* Required work
Would you set down every entry shown below, precisely as written?

* Data
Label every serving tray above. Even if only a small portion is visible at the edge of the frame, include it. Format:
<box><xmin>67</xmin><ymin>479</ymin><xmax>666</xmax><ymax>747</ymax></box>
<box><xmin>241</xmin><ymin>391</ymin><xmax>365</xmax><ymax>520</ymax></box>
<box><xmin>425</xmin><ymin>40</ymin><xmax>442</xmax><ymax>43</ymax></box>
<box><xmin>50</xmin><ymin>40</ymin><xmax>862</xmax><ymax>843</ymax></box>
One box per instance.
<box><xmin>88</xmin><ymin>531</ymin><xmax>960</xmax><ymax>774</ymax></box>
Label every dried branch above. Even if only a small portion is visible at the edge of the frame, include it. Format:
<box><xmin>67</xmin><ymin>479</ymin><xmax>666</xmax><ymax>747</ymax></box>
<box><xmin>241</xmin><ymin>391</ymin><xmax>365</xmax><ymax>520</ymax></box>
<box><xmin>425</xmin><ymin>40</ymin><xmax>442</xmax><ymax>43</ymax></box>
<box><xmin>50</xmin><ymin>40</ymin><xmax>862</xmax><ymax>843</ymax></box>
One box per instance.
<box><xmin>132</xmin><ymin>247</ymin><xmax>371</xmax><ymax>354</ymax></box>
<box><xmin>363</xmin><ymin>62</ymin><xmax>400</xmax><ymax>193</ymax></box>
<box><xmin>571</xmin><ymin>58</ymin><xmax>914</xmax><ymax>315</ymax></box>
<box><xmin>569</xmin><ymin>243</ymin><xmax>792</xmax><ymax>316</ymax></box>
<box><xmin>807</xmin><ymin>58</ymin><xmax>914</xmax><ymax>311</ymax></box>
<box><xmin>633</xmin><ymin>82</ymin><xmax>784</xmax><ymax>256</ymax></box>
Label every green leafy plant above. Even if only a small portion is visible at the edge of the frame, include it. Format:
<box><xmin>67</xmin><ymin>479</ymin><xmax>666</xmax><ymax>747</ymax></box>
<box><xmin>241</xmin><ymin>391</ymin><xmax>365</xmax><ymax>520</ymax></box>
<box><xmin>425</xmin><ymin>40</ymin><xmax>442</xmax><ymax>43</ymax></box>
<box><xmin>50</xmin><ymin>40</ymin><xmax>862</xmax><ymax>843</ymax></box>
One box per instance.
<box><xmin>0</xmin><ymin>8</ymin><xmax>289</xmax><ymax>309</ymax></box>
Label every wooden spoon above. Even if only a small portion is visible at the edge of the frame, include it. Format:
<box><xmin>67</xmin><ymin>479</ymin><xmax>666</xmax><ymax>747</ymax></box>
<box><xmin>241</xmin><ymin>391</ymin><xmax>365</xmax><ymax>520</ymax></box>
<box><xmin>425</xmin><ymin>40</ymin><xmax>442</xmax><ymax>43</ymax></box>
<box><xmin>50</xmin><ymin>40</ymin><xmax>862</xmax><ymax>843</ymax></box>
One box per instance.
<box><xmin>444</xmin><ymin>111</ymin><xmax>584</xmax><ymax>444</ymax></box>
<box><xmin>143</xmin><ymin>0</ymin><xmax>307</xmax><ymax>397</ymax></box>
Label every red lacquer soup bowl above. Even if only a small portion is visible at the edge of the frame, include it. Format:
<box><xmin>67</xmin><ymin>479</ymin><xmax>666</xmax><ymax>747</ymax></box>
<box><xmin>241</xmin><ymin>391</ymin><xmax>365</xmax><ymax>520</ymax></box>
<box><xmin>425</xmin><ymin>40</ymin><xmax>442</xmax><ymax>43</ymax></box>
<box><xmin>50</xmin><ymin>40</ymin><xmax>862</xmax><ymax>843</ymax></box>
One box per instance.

* Output of the exercise
Label every serving tray above. Even if only a small portion is visible at the edge of the frame, include it. Format:
<box><xmin>67</xmin><ymin>479</ymin><xmax>666</xmax><ymax>747</ymax></box>
<box><xmin>241</xmin><ymin>391</ymin><xmax>365</xmax><ymax>520</ymax></box>
<box><xmin>425</xmin><ymin>40</ymin><xmax>442</xmax><ymax>43</ymax></box>
<box><xmin>50</xmin><ymin>40</ymin><xmax>862</xmax><ymax>843</ymax></box>
One box per instance.
<box><xmin>88</xmin><ymin>531</ymin><xmax>960</xmax><ymax>774</ymax></box>
Label every dried branch above. Even if only a small portion is visible at the edge of the frame, include it. Format:
<box><xmin>67</xmin><ymin>479</ymin><xmax>666</xmax><ymax>747</ymax></box>
<box><xmin>241</xmin><ymin>391</ymin><xmax>365</xmax><ymax>520</ymax></box>
<box><xmin>425</xmin><ymin>40</ymin><xmax>442</xmax><ymax>43</ymax></box>
<box><xmin>50</xmin><ymin>40</ymin><xmax>862</xmax><ymax>843</ymax></box>
One box per instance.
<box><xmin>132</xmin><ymin>247</ymin><xmax>371</xmax><ymax>354</ymax></box>
<box><xmin>363</xmin><ymin>62</ymin><xmax>400</xmax><ymax>193</ymax></box>
<box><xmin>571</xmin><ymin>58</ymin><xmax>914</xmax><ymax>315</ymax></box>
<box><xmin>569</xmin><ymin>243</ymin><xmax>792</xmax><ymax>316</ymax></box>
<box><xmin>807</xmin><ymin>58</ymin><xmax>914</xmax><ymax>311</ymax></box>
<box><xmin>633</xmin><ymin>82</ymin><xmax>784</xmax><ymax>256</ymax></box>
Label every green leafy plant above. Even if only a small portion is visible at the edge of the frame, include it. Format:
<box><xmin>67</xmin><ymin>479</ymin><xmax>666</xmax><ymax>747</ymax></box>
<box><xmin>241</xmin><ymin>391</ymin><xmax>365</xmax><ymax>520</ymax></box>
<box><xmin>425</xmin><ymin>40</ymin><xmax>442</xmax><ymax>43</ymax></box>
<box><xmin>50</xmin><ymin>40</ymin><xmax>862</xmax><ymax>843</ymax></box>
One box per instance.
<box><xmin>0</xmin><ymin>8</ymin><xmax>289</xmax><ymax>309</ymax></box>
Label every wooden spoon above. Even if only a small portion is visible at the edge of the frame, include it. Format:
<box><xmin>67</xmin><ymin>479</ymin><xmax>666</xmax><ymax>747</ymax></box>
<box><xmin>241</xmin><ymin>391</ymin><xmax>365</xmax><ymax>520</ymax></box>
<box><xmin>425</xmin><ymin>40</ymin><xmax>442</xmax><ymax>43</ymax></box>
<box><xmin>50</xmin><ymin>40</ymin><xmax>862</xmax><ymax>843</ymax></box>
One box per instance.
<box><xmin>444</xmin><ymin>111</ymin><xmax>584</xmax><ymax>444</ymax></box>
<box><xmin>143</xmin><ymin>0</ymin><xmax>307</xmax><ymax>397</ymax></box>
Label every red lacquer soup bowl above. Even if only a small portion is visible at the edge of the frame, include it. Format:
<box><xmin>67</xmin><ymin>479</ymin><xmax>666</xmax><ymax>747</ymax></box>
<box><xmin>241</xmin><ymin>391</ymin><xmax>365</xmax><ymax>520</ymax></box>
<box><xmin>425</xmin><ymin>40</ymin><xmax>442</xmax><ymax>43</ymax></box>
<box><xmin>50</xmin><ymin>40</ymin><xmax>862</xmax><ymax>843</ymax></box>
One box per instance.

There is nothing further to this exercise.